STATED PROBLEM:
Report every line below that contains the string "boat", matching case exactly.

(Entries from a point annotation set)
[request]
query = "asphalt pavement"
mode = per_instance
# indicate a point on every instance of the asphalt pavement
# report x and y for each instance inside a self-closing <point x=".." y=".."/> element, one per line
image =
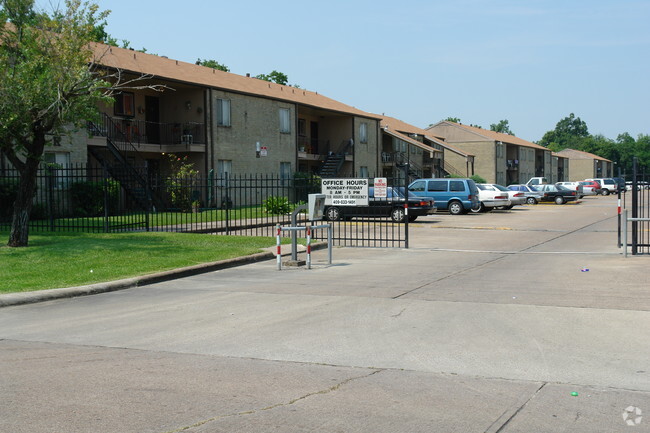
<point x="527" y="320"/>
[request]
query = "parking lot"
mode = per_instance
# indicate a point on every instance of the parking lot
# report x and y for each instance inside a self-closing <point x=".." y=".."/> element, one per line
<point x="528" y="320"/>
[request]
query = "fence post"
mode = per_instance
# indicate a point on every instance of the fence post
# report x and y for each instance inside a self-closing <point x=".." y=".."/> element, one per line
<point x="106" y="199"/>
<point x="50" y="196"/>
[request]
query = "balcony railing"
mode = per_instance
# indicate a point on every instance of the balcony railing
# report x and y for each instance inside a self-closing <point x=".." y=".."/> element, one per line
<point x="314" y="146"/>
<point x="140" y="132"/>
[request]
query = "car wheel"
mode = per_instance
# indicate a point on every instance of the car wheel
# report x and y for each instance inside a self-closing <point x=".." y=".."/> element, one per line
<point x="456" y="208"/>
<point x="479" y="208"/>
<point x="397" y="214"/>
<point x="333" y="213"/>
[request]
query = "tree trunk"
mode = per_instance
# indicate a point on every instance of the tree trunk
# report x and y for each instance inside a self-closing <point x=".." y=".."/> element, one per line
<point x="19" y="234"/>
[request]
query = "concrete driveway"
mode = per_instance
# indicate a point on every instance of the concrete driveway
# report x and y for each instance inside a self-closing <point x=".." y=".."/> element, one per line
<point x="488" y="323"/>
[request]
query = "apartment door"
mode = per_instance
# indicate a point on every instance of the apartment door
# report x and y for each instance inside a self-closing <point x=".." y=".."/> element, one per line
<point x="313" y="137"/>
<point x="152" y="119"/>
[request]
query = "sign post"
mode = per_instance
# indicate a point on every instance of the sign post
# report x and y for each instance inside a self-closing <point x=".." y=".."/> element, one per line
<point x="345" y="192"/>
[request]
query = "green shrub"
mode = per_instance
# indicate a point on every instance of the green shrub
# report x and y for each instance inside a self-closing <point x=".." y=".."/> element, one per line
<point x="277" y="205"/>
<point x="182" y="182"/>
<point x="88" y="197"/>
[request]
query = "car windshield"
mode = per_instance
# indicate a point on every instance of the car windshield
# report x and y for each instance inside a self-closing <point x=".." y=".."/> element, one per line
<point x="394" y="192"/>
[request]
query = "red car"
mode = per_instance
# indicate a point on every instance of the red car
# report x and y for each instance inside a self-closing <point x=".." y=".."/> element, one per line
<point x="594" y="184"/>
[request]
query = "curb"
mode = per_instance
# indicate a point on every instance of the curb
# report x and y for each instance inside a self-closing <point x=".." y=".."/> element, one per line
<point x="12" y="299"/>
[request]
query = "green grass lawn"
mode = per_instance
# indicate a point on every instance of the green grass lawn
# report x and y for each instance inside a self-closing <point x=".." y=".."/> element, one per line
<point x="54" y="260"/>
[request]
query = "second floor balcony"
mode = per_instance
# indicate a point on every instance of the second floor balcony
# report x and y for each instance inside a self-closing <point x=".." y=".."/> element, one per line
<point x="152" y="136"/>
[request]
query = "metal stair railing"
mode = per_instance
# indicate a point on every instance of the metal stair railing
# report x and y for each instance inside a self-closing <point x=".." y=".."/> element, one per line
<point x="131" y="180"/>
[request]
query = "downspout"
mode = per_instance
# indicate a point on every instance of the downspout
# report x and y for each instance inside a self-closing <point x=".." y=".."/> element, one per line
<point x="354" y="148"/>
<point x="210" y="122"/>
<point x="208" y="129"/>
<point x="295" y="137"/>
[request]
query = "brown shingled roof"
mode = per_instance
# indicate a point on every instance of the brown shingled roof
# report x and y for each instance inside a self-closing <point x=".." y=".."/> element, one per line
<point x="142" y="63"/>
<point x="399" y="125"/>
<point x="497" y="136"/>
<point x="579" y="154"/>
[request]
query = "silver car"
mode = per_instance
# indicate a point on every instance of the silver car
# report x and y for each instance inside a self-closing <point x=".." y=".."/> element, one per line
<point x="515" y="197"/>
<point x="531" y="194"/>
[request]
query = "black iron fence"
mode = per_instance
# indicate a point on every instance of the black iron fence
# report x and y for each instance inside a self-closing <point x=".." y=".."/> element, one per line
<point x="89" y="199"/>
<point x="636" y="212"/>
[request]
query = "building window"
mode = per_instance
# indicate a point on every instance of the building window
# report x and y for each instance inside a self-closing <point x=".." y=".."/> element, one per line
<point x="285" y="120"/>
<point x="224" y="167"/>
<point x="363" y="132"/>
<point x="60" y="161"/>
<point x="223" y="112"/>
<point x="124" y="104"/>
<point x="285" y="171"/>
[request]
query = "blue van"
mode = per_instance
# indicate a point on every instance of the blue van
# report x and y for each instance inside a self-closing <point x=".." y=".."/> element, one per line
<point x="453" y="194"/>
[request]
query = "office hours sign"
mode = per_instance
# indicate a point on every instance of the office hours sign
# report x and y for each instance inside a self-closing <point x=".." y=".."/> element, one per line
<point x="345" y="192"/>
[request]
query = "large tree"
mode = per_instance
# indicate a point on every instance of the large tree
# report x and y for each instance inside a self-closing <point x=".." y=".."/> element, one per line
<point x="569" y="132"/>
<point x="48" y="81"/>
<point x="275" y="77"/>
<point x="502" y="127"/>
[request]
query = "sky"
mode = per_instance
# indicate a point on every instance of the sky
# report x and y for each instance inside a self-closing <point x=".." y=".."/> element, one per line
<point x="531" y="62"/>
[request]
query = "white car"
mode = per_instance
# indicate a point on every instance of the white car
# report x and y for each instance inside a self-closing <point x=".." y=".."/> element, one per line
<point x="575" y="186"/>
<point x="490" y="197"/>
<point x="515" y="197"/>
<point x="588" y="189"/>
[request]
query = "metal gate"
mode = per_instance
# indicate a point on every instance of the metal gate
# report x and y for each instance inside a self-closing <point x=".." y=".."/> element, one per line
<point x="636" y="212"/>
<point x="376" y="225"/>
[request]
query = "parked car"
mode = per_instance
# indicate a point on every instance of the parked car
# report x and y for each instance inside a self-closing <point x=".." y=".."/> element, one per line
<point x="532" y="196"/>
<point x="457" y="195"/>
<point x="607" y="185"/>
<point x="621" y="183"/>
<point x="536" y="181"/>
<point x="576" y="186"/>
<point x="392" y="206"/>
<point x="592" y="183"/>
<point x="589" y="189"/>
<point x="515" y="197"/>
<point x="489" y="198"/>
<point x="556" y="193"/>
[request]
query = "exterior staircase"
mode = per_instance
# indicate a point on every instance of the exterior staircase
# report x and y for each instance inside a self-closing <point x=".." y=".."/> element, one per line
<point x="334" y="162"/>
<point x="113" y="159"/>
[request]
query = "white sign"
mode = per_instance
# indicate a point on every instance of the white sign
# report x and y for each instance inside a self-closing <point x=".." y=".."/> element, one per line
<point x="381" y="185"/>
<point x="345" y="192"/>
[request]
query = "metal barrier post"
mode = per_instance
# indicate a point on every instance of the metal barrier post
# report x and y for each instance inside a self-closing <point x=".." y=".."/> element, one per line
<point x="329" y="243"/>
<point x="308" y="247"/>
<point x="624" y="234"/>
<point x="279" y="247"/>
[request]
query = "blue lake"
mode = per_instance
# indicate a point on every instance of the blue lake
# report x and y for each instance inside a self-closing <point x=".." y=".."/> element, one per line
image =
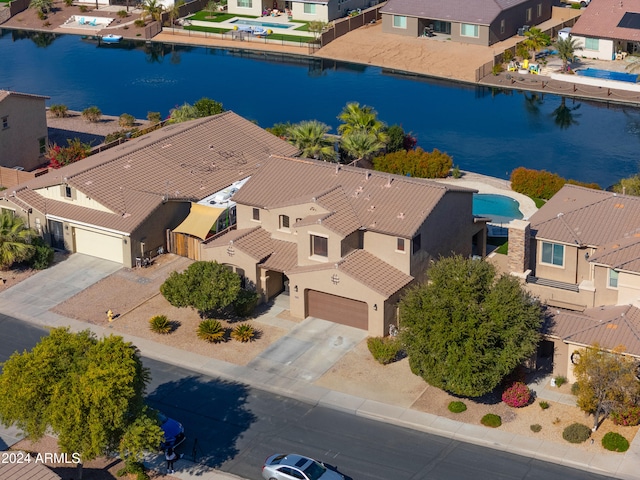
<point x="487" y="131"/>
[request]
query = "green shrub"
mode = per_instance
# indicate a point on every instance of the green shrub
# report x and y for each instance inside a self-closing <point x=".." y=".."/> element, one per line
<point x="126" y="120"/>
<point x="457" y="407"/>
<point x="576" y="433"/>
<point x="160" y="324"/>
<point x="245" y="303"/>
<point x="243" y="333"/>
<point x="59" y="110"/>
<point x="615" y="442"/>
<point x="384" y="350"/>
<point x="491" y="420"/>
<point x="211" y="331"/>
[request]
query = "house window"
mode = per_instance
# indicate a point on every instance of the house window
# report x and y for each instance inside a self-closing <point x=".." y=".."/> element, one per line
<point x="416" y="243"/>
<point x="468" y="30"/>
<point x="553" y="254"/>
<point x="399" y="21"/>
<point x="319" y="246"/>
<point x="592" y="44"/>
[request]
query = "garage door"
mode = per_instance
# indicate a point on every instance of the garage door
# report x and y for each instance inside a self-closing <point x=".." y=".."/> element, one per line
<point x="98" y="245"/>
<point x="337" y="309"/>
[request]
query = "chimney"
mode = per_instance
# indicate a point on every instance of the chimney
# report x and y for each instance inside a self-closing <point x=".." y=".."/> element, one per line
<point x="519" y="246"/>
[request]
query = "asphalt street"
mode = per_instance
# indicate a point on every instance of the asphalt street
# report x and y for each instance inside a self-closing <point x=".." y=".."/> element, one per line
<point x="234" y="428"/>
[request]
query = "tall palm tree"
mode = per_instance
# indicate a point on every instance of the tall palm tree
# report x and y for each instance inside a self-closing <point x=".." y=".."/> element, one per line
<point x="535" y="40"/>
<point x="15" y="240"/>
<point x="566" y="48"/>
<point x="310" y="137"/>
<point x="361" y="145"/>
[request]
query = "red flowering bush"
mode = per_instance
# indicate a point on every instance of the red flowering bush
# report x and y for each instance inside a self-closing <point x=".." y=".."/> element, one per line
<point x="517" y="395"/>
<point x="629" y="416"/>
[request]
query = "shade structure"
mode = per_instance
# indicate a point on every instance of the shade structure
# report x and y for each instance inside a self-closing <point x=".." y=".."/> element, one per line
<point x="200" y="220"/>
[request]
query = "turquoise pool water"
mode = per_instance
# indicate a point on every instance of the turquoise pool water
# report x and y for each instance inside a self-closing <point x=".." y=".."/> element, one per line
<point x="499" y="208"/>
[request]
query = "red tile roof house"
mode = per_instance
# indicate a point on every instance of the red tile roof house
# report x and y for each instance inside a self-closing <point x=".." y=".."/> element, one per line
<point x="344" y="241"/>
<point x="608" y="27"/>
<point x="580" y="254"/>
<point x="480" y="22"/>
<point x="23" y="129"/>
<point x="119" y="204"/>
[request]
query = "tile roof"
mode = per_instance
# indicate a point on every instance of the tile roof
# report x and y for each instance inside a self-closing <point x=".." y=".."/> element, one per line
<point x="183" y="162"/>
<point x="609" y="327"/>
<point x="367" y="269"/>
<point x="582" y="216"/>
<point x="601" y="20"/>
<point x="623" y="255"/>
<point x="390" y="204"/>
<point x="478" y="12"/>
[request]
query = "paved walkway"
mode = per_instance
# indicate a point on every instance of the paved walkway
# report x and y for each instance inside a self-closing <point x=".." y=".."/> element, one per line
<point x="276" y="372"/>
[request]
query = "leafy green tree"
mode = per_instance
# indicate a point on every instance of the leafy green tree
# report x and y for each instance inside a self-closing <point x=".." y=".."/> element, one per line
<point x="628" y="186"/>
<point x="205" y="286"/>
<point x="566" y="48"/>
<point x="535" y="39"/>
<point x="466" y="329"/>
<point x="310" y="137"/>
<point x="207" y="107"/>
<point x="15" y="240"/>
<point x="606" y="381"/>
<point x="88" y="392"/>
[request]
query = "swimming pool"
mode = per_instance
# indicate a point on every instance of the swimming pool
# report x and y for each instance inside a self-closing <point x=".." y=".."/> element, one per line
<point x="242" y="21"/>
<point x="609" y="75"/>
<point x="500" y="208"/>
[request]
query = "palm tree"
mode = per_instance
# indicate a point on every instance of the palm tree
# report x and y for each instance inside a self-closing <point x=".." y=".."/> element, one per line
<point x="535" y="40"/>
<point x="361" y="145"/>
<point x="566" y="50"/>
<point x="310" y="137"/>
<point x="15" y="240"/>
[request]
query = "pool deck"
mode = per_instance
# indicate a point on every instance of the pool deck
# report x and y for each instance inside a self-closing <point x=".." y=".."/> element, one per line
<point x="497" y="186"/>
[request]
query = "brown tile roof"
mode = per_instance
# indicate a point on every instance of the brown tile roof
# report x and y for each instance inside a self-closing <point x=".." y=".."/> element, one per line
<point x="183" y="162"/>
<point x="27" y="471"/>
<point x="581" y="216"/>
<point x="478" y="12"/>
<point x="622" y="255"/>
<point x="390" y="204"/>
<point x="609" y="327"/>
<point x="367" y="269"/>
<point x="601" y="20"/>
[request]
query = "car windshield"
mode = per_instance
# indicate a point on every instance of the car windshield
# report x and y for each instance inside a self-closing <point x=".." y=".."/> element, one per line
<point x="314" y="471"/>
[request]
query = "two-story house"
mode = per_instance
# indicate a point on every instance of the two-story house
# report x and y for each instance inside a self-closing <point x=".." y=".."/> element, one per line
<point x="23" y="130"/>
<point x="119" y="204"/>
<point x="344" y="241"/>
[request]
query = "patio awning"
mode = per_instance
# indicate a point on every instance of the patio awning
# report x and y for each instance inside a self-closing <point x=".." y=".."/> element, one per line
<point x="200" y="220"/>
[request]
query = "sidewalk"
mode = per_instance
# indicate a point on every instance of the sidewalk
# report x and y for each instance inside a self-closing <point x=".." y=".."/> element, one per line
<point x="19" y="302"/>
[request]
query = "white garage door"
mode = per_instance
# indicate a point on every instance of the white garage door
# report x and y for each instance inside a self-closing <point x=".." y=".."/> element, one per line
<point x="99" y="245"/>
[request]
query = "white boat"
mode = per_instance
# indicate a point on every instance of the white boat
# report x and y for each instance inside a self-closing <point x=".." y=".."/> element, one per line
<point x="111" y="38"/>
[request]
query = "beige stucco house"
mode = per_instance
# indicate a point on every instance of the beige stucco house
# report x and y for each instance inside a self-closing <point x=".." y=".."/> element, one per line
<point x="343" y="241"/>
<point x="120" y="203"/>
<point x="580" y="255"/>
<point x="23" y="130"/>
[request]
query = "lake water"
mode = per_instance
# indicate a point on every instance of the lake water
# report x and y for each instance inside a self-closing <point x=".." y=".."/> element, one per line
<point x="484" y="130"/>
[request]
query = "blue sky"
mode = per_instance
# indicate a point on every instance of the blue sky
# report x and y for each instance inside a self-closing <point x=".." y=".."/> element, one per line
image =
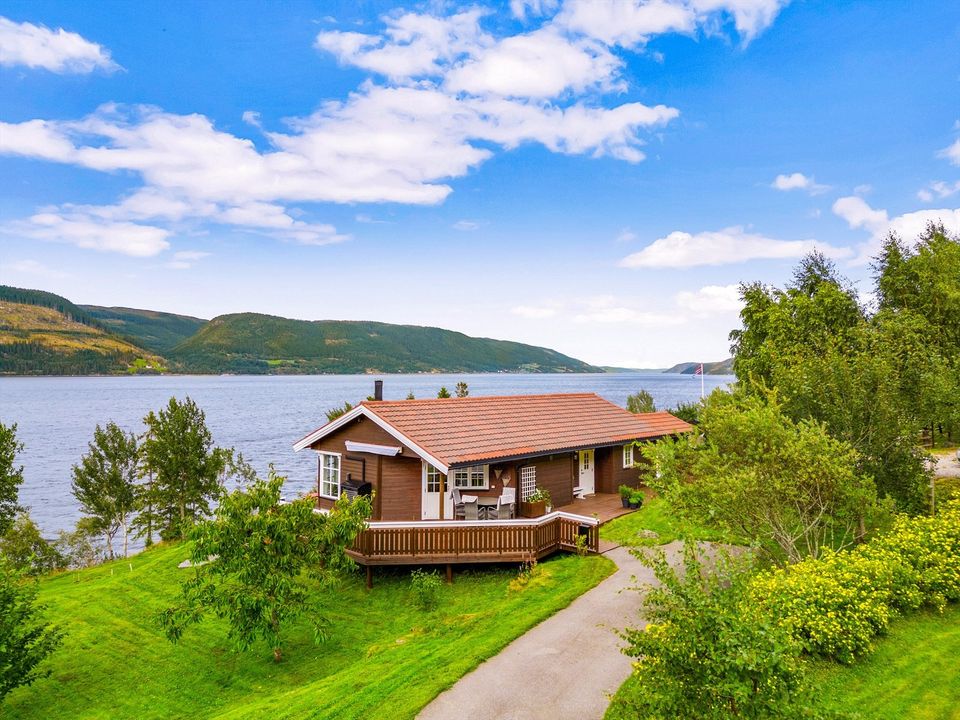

EXPECTED ANSWER:
query = "white boat"
# indicate a point on every instance of the white boat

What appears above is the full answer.